Excerpt to read.
*-*-*

Published: Tue, August 5, 2008 @ 12:00 a.m.

By Tim Yovich

The residency requirement will ultimately be determined by the Ohio Supreme Court, the mayor says.

WARREN — The 11th District Court of Appeals has thrown another roadblock in front of the city’s residency law.

The appellate court ruled Monday that the residency requirement violates the Ohio Constitution, upholding a September decision by Judge Andrew Logan of Trumbull County Common Pleas Court.

“It’s the way we expected it to go,” said Edward Russ, president of the American Federation of State, County and Municipal Employees Local 74, the union that represents city workers, except for police and firefighters.

Local 74 challenged the city ordinance along with the Warren Management Association. The two unions represent a majority of city workers. The association represents middle- to upper-level managers.

Mayor Michael J. O’Brien said Monday’s ruling doesn’t negatively impact the city’s position because a similar case is already on the docket of the Ohio Supreme Court.

“It will be up to the Ohio Supreme Court to decide,” O’Brien said, noting various courts have issued conflicting opinions about the issue.

The city approved an ordinance in May 1991 requiring city workers to live in the city and remain a resident during employment.

However, in May 2006, the Ohio General Assembly enacted a law prohibiting a residency requirement as a condition of employment.

Some 125 Ohio cities and 13 villages have some sort of residency requirement.

The Warren city employee unions filed a complaint in common pleas court challenging the ordinance. The city maintained that the state law is an infringement on city powers.

Judge Logan ruled in favor of the unions, and the city appealed.

In writing for the appellate court, Judge Mary Jane Trapp wrote that if Warren wants to challenge the Legislature, it must do so politically, not through the court.

Judge Trapp wrote that the court recognizes that many economically depressed cities sought to either maintain or regain a stable, economically productive work force through the enactment of residency requirements for its employees.

*-*-*

Records provided.
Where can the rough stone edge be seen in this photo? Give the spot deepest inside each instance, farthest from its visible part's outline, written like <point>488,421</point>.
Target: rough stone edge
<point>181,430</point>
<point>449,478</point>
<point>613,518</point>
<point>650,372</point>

*-*-*

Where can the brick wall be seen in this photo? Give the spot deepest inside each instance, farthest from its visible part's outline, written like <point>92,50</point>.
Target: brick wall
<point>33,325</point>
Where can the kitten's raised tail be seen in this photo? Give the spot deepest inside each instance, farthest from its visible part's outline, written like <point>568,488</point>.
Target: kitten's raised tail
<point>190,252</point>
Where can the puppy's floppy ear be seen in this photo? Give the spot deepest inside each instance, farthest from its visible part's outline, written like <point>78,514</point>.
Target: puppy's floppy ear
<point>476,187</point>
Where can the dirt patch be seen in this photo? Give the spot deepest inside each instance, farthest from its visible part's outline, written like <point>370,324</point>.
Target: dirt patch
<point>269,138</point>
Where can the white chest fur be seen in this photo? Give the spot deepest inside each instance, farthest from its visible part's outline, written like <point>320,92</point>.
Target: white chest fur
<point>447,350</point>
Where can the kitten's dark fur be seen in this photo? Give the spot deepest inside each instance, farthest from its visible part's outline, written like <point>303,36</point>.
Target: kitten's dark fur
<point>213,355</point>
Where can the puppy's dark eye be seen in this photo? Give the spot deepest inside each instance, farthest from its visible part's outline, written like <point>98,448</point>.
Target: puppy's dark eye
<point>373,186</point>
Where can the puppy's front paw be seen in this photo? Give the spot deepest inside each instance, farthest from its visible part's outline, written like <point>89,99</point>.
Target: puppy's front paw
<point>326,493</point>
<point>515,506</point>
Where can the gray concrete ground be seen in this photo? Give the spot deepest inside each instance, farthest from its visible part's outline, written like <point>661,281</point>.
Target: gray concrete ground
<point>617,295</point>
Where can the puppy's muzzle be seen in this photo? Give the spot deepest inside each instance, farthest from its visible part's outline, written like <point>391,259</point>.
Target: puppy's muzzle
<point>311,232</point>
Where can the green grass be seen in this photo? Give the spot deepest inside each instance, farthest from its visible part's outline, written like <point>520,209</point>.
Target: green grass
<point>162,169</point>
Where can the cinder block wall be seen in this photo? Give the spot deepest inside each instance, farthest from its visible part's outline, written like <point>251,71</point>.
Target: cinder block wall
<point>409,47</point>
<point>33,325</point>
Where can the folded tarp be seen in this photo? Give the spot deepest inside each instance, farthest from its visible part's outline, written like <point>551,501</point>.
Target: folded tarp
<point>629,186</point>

*-*-*

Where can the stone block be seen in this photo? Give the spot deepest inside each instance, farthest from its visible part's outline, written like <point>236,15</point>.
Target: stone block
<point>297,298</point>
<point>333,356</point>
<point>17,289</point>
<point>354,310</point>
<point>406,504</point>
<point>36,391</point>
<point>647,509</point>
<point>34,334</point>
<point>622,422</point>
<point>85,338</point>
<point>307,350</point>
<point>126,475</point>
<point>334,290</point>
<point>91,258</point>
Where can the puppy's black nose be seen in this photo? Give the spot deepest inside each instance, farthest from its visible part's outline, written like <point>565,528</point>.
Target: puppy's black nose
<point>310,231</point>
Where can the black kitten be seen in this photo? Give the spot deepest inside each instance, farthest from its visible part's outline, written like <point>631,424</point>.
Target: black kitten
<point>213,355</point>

*-*-*

Things to do.
A. Answer these questions from the article on Warren's residency law:
(i) In what month and year did Warren approve its residency ordinance?
(ii) Whose September decision did the appellate court uphold?
(iii) How many Ohio cities and villages have some sort of residency requirement?
B. Reproduce the article on Warren's residency law from "Judge Logan ruled" to "through the court.", word for word.

Task solutions.
A.
(i) May 1991
(ii) Judge Andrew Logan of Trumbull County Common Pleas Court
(iii) Some 125 cities and 13 villages

B.
Judge Logan ruled in favor of the unions, and the city appealed.

In writing for the appellate court, Judge Mary Jane Trapp wrote that if Warren wants to challenge the Legislature, it must do so politically, not through the court.